Dataset rows on where objects appear:
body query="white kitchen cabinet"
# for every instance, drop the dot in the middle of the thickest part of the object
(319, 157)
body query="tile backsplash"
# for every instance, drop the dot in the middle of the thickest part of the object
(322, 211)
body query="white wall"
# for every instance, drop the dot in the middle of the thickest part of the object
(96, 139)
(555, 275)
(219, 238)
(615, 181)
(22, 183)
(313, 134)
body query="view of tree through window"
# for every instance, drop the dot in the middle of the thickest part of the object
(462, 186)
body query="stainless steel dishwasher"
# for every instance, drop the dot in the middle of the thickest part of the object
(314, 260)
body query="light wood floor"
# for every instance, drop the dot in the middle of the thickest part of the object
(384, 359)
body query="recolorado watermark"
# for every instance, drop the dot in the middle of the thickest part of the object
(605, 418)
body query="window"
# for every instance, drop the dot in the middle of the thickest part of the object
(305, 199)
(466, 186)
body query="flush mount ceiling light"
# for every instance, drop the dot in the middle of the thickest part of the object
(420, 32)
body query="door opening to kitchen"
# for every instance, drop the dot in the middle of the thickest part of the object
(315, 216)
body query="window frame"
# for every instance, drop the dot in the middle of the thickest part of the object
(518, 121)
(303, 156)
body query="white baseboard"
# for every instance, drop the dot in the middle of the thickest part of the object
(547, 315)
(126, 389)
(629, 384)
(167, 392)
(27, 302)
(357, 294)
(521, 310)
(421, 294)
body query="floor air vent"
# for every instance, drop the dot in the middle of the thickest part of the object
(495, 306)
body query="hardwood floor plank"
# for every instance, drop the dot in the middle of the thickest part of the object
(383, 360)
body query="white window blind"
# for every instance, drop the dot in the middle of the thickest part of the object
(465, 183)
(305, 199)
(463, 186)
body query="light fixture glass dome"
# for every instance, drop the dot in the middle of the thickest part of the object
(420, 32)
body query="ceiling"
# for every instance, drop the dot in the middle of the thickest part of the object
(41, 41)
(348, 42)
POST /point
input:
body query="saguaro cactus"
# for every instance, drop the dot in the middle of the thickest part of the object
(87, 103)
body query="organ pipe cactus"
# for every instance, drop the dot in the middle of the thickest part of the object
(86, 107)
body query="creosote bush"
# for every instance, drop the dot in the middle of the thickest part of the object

Problem: Print every line of the listing above again without changing anything.

Solution to this task:
body query="white kitchen cabinet"
# for every instance, drop the dot in the middle of the thickest part of the object
(319, 157)
body query="tile backsplash"
# for every instance, drop the dot in the middle of the thickest part of the object
(322, 211)
body query="white wall"
# for every instance, drop the dot in the middle of the thickest part of the object
(96, 139)
(555, 275)
(219, 238)
(615, 181)
(22, 183)
(313, 134)
body query="view of tree through window"
# for every instance, drop the dot in the middle of the thickest part of the object
(462, 186)
body query="stainless steel dishwasher"
# for every instance, drop the dot in the middle of the thickest part of the object
(314, 260)
body query="light wood floor"
# for every instance, drop the dot in the middle of the thickest part of the object
(384, 359)
body query="recolorado watermark"
# for every instance, drop the dot in the middle of the thickest part of the object
(605, 418)
body query="window"
# for every instance, drop the dot in the middle of the thickest part of the object
(305, 199)
(466, 186)
body query="flush mount ceiling light"
# for every instance, drop the dot in the middle of the thickest part of the object
(420, 32)
body query="door opening to kitchen"
# for every instance, drop the dot in the middle of the thickest part of the object
(315, 216)
body query="window frame"
# for every instance, drop the dot in the middle of the thickest part of the object
(518, 121)
(303, 156)
body query="white baseboard"
# for every instance, drop the dot in the middle of the thickest part of the object
(547, 315)
(126, 389)
(629, 384)
(167, 392)
(27, 302)
(357, 294)
(521, 310)
(421, 294)
body query="floor air vent"
# for every instance, drop the dot in the middle of the thickest part of the object
(495, 306)
body query="hardwood floor plank"
# for every instance, drop the dot in the middle of the thickest part of the object
(383, 360)
body query="white window blind"
# for every instance, drop the dot in the middle of the thickest part of the object
(465, 183)
(305, 199)
(463, 186)
body query="light fixture glass dome"
# for every instance, drop the dot in the middle of the thickest part of the object
(420, 32)
body query="ceiling"
# for every instance, drop the dot in the middle of the thickest part of the object
(41, 41)
(348, 42)
POST /point
input:
body query="saguaro cactus"
# for every instance, drop the dot in the middle of the thickest part of the object
(87, 103)
body query="organ pipe cactus"
# for every instance, drop the dot in the middle of the thickest part of the object
(86, 107)
body query="creosote bush"
# for every instance, drop the dot in the middle of the thickest part of the object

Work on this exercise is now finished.